> Page text
******

Andrew Johnston kept his cool on a difficult day two at Valderrama as he held on to second place at the Real Club Valderrama Open de España, Hosted by the Sergio Garcia Foundation.
The Englishman fired a three over par 74 to slip to one under but can be pleased with his effort on a day when a gusting wind meant the former Ryder Cup venue lived up to its reputation as one of the toughest courses on the planet.
Only Peter Hanson and Mike Lorenzo-Vera managed to shoot under par rounds of 70, as a level par 71 from Pablo Larrazábal was enough to hand the Spaniard a two-shot lead.
Johnston got his nose in front twice with birdies on the tenth and second but made only one other gain with three bogeys and a double on the par three 12th.
I'm in a good position, I tried to play hole by hole really and make pars – if I made birdies then that was a bonus - Andrew Johnston
"You can't afford to get annoyed – I made double-bogey on the third, and I walked off like nothing had happened, and not worry about it and just carry on, because that is what the course can do to you.
"My caddy and I had a good laugh out there, we bounced off each other well. I knew I just had to stay calm, so there was no point in trying to get angry and I had that attitude from the first hole."
Tournament host Sergio Garcia is a veteran of Valderrama and has a remarkable record of ten top tens in 11 events at the venue. He was one of just four players to record a level par 71 to stay three over, and admitted he had never seen the course provide such a challenge.
"It is playing the toughest I've seen, because since the early 2000s when we were here, the rough is definitely thicker than I've seen before – it makes chipping even tougher, which is usually always difficult round here," he said.

******

> Activity list
1. Name every golfer mentioned in the Valderrama golf report.
2. Write the next part of the Valderrama golf report, picking up after its last sentence.

> Supplied entries

******

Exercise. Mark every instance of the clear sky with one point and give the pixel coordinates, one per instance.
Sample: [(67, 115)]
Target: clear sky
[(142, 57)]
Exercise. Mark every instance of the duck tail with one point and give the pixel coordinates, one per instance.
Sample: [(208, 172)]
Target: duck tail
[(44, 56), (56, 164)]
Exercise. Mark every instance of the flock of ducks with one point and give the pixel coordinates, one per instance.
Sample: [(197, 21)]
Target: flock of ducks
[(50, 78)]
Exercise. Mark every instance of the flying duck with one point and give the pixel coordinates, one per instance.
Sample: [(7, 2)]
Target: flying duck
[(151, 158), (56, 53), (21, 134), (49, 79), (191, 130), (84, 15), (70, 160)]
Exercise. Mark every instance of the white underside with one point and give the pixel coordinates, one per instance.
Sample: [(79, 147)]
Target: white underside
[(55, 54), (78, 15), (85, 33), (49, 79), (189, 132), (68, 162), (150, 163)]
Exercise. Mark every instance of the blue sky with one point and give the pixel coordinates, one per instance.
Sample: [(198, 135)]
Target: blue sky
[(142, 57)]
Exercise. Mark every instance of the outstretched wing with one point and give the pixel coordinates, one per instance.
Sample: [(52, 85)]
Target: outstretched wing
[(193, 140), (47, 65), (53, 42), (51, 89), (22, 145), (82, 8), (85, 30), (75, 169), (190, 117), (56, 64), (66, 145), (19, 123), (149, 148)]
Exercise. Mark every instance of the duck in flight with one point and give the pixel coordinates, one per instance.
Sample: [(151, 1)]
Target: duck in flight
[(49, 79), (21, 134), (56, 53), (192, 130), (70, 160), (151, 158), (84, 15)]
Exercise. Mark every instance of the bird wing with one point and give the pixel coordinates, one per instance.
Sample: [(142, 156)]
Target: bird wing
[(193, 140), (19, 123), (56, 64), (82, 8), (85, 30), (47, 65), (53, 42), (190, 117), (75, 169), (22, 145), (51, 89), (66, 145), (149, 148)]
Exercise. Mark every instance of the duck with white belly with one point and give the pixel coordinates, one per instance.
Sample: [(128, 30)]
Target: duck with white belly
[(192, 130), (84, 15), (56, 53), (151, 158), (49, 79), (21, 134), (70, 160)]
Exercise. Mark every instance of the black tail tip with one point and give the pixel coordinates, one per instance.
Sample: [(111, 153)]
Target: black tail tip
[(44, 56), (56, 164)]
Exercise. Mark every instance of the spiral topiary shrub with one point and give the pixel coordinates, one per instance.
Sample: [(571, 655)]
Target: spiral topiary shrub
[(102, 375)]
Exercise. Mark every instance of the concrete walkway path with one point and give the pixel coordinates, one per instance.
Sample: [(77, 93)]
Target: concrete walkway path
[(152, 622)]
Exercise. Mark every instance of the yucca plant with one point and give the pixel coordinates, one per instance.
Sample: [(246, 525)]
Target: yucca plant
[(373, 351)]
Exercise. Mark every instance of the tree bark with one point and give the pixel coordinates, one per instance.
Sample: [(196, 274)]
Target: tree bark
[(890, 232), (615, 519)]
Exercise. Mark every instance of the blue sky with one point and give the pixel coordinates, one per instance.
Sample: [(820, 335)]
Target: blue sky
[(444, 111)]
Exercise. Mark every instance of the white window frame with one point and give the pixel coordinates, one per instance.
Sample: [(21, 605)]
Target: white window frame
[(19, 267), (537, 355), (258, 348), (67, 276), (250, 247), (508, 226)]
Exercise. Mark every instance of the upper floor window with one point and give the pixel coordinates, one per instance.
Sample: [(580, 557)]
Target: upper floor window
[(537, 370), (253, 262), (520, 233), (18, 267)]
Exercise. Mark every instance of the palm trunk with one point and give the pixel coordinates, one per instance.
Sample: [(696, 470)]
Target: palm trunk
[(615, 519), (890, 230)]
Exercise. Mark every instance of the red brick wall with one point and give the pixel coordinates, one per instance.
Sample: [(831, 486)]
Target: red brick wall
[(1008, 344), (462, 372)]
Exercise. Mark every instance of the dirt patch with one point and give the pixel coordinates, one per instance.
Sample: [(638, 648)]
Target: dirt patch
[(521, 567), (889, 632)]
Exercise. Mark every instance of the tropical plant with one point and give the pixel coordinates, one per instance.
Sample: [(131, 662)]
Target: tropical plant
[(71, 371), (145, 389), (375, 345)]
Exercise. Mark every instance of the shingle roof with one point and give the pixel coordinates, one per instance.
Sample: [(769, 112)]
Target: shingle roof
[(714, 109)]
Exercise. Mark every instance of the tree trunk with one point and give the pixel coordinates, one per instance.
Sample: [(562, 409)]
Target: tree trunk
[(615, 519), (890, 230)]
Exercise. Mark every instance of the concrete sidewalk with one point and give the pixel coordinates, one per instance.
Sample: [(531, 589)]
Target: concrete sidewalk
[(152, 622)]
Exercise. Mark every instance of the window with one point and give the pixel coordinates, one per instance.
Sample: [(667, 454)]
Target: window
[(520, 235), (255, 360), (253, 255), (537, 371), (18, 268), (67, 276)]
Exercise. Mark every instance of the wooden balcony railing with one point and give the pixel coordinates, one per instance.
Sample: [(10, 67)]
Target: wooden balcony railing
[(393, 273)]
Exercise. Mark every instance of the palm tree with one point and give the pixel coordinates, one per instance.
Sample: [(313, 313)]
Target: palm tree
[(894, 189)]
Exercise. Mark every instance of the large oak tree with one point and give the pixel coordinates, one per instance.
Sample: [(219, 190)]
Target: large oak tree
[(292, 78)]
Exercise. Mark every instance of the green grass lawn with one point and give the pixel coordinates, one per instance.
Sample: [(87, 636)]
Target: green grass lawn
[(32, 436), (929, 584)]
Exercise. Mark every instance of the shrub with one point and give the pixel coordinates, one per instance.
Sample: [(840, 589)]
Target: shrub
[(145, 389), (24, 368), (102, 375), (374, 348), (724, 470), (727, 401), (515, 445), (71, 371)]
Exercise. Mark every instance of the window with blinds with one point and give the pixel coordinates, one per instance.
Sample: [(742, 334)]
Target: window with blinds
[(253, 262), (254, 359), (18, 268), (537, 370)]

******

> Exercise results
1. Andrew Johnston, Peter Hanson, Mike Lorenzo-Vera, Pablo Larrazábal, Sergio Garcia

2.
"It's no surprise there are only two players under par – I said at the beginning of the week that the way the weather is, under par or around par is going to have a chance of winning."
Defending champion James Morrison is three shots off the lead after a four over par 75 but he admitted, in the conditions, it felt more like a level par effort.
"You've got to put it all into perspective," he said. "I've shot four over par but I'm still in the top ten. Shooting 75 is like shooting 71 today.
"It's a true test of golf, and this is real European golf and it's the way to play."
Overnight leader Alexander Levy was five over for the day after eight holes but recovered to sit alongside Morrison at level par with a 76.
"It is one of the best five over par rounds I have played in my life," he said.
"I fought a lot on the course today. I started very badly and was three over after three holes but I stayed patient. Not all the time but I tried and I had a good back nine. It's part of maturity."